→ **Problem to solve**
Each line that follows should be printed again exactly as it stands.

....

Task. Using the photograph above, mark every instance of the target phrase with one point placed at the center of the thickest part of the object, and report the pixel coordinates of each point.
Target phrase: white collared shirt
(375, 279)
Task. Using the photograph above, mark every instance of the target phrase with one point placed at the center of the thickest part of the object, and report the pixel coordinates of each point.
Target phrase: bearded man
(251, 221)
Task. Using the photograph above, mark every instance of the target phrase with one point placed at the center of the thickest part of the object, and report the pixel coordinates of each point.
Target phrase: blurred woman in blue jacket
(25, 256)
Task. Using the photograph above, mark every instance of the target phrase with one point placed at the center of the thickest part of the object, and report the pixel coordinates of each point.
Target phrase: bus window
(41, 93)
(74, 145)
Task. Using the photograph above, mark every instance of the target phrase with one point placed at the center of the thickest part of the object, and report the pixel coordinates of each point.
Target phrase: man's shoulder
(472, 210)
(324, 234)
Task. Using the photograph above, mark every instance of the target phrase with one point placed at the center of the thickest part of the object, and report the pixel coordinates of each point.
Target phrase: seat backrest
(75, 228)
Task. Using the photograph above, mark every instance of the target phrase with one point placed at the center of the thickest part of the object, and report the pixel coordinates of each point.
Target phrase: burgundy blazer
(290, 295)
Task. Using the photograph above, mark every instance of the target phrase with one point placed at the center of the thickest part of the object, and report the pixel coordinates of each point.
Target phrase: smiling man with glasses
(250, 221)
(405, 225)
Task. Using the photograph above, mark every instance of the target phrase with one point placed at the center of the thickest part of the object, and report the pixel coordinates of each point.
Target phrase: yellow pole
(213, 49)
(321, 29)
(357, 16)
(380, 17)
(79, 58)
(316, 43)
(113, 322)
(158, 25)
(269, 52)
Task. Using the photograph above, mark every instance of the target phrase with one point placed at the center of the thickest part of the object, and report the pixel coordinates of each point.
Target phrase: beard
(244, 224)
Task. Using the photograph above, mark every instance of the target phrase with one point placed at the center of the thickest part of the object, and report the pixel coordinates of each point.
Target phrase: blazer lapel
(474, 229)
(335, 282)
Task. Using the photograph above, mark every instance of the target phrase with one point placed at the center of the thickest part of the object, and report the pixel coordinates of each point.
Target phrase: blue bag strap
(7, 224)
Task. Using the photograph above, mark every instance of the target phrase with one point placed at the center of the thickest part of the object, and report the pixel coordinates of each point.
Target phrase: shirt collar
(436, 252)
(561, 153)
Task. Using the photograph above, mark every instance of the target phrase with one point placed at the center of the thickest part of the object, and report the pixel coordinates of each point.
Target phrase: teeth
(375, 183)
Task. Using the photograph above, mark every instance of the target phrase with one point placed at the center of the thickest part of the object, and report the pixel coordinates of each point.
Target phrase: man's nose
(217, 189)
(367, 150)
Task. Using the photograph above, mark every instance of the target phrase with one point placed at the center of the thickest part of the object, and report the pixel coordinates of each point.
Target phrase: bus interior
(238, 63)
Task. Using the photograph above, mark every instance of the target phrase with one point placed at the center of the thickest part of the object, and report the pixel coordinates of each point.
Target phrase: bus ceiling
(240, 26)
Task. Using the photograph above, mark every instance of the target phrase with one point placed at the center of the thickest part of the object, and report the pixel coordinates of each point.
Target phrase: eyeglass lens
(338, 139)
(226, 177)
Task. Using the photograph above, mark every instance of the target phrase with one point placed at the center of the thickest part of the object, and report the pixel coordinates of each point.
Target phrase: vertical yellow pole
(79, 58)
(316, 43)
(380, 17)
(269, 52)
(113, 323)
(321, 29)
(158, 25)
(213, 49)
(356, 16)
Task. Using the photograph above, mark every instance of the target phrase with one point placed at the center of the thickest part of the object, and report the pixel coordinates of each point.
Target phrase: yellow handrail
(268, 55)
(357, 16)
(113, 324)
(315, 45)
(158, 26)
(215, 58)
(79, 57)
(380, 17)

....

→ **Full answer**
Task. Using the photograph above, mark every instance of the target phrase with one point placed at the center of the thickest part of the object, and report the pixel coordinates of each point.
Target phrase: white collared shirt
(375, 279)
Task. Using the photograph above, mark every instance of the target phrase with one point placed at the center of the thickest part of the object, and report the pixel coordinates of each point.
Target phrase: bearded man
(251, 221)
Task. Using the photograph above, mark every instance of the target phrase with one point placed at the center of the thickest part of the object, and report the pixel coordinates of each point.
Target phrase: blurred woman in blue jacket
(25, 256)
Task. Using the photograph above, mark every instance of the target phrase with one point placed at the center of the thickest part of the object, and report the pixel coordinates of each point.
Target phrase: bus window
(41, 93)
(74, 145)
Task. Using the photograph above, mark every instance of the target phrase with one point placed at the center of the thickest part of the object, and report the pixel coordinates of each point.
Target phrase: man's shoulder
(472, 210)
(324, 234)
Task. Using the photograph above, mark every instance of the target phrase with one point placed at the center of the thickest part of the object, and report the pixel coordinates of each point.
Target phrase: seat backrest
(75, 228)
Task. Using the photograph above, mark every instance of the target phrase with one point placed at the center of the thickest part of the object, and report the pixel coordinates of each point.
Target phrase: burgundy blazer
(290, 295)
Task. Using the photograph above, mark every instance of the target phrase with one point placed at the center of the thickest part of the object, and report the pixel coordinates of each point.
Target phrase: smiling man with glasses
(250, 221)
(405, 225)
Task. Using the photograph above, mark every instance of the target phrase with one point placed at the center of the thickest part of the object, and report the pixel coordinates of each point.
Target phrase: yellow pole
(213, 49)
(321, 29)
(357, 16)
(380, 17)
(79, 58)
(316, 43)
(113, 322)
(158, 25)
(269, 52)
Task. Using the photograph above, mark every instance of the target phrase with one point placed at the center of the thickest part of the object, and report the pixel coordinates of each point.
Target phrase: beard
(244, 224)
Task. Using the photograph above, mark every instance of the target phrase with one point placed at the center of the thickest part of the object, and report the pixel coordinates of each point.
Target phrase: blazer lapel
(474, 229)
(335, 282)
Task. Using the photograph above, mark every instance of the target phrase with one point placed at the center of the thickest part of the object, and report the pixel coordinates of each point.
Target phrase: blue bag strap
(7, 224)
Task. Using the photograph above, mark every instance of the target phrase with one point placed at the center of the thickest part of the object, and report the pixel coordinates of each point.
Target phrase: shirt collar
(436, 252)
(561, 153)
Task. Using the photograph above, mark every instance of the target phrase with one point placed at the center of the thickest part of the object, and report the pixel coordinates of each point.
Target phrase: teeth
(375, 183)
Task. Using the photograph above, mark every instance of the target phrase with one point placed at the center of the thickest part of the object, and report the pixel coordinates of each point.
Target phrase: man's nose
(217, 189)
(367, 150)
Task. Using the photograph above, mark every instance of the target phrase with one point placed at the center of the thickest part of the object, and report the pixel coordinates of each point.
Target phrase: bus interior
(238, 63)
Task. Using the photograph above, mark every instance of the target phrase with one point placed at the center of the thickest part of the object, and report the pixel coordinates of each point.
Target phrase: bus ceiling
(240, 26)
Task. Using the photograph above, mark every instance of the target phrase with one point placed at the center of the thickest part of the object, and report the pixel coordinates of each point.
Target phrase: eyeglass lens
(338, 139)
(226, 177)
Task. Using the photograph above, mark every instance of the target phrase with one point placed at the center of the thickest part of the object, and report the pixel coordinates of each point.
Target phrase: vertical yellow pole
(79, 58)
(316, 43)
(380, 17)
(269, 52)
(113, 323)
(321, 29)
(158, 25)
(213, 49)
(356, 16)
Task. Using the photograph above, mark every instance of the target phrase with one point placed at the center of the thickest part of the object, and report the pixel coordinates of each point.
Target phrase: yellow handrail
(268, 55)
(357, 16)
(113, 324)
(315, 45)
(158, 26)
(215, 58)
(79, 57)
(380, 17)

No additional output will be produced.